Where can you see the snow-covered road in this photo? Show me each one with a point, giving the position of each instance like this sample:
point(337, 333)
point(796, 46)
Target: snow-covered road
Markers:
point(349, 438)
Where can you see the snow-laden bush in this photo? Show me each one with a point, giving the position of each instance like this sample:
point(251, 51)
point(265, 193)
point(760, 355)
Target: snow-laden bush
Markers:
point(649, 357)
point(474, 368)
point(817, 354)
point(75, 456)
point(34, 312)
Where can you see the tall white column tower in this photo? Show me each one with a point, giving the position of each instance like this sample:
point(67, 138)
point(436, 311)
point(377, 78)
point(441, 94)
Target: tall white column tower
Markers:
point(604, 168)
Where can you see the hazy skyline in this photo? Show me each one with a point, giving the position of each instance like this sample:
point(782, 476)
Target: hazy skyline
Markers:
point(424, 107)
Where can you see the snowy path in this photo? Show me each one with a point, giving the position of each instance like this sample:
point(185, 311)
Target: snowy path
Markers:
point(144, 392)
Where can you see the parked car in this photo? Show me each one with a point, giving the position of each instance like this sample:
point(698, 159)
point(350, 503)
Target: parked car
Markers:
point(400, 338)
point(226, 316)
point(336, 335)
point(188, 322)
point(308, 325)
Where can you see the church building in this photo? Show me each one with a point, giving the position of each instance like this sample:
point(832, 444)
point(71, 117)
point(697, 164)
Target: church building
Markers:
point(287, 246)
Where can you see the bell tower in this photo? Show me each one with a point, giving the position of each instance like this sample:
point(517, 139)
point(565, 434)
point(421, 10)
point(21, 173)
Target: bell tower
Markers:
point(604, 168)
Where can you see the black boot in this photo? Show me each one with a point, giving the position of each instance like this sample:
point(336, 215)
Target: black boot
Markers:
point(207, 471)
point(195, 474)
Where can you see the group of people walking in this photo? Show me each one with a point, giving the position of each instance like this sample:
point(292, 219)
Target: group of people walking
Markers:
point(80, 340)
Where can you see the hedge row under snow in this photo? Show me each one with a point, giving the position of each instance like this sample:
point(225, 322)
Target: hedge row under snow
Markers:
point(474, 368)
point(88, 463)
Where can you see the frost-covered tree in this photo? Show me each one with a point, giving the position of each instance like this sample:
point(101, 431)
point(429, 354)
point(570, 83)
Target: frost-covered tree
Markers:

:::

GIVEN TASK -
Nothing should be left out: repeat all of the data exactly.

PROBLEM SOLUTION -
Where can you see the snow-covered road in this photo? Show me each one with a point, giving the position of each instance like this sample:
point(337, 333)
point(796, 46)
Target: snow-covered road
Markers:
point(349, 438)
Where can you see the snow-laden bush in this photo? Show me each one with a point, giving the position of each instance like this sample:
point(251, 51)
point(265, 193)
point(760, 355)
Target: snow-laden bush
Markers:
point(649, 357)
point(474, 368)
point(817, 354)
point(75, 456)
point(34, 312)
Where can you see the tall white column tower in this photo? Show me each one with a point, giving the position of each instance like this sample:
point(67, 138)
point(436, 311)
point(377, 78)
point(441, 94)
Target: tall white column tower
Markers:
point(604, 168)
Where can you see the hazy skyline in this photo? Show me each one with a point, giving the position of each instance like this sample:
point(782, 476)
Target: hazy skyline
Markers:
point(424, 107)
Where can you see the snowy path in this photo? Show me each one with a point, giving the position of each instance like this sample:
point(185, 311)
Target: snowy path
Markers:
point(144, 392)
Where can you see the parked car in this photo? Show me each one with a point, giving the position of each instance like this sample:
point(698, 159)
point(350, 503)
Target: parked car
Markers:
point(400, 338)
point(226, 316)
point(336, 335)
point(188, 322)
point(308, 325)
Where can you see the church building in this photo? Show me each one with a point, giving the position of each instance like this sample:
point(832, 444)
point(71, 117)
point(697, 164)
Target: church building
Markers:
point(287, 246)
Where can you see the bell tower in this photo? Show me each one with a point, giving the position of each instance like this sample:
point(517, 139)
point(565, 434)
point(421, 10)
point(21, 173)
Target: bell tower
Markers:
point(604, 168)
Where can you see the black boot in this photo? Show me each one with a point, giving the position of each instance like this sample:
point(336, 215)
Target: black boot
Markers:
point(207, 471)
point(195, 474)
Where can you see the group of people walking in this photo? Show me each one with a point, giving the position of each instance like this sample:
point(292, 219)
Target: group of people walking
Markers:
point(80, 340)
Where can you see the hedge row under snow in this photo? Show me each one with a point, giving the position of each instance like this sample:
point(225, 322)
Target: hedge row under snow
Markers:
point(474, 368)
point(88, 463)
Where can you see the frost-covered tree in this photo? Show me each one with a point, giving the position of each instance like this sample:
point(101, 431)
point(429, 354)
point(570, 83)
Target: frost-covered tree
Markers:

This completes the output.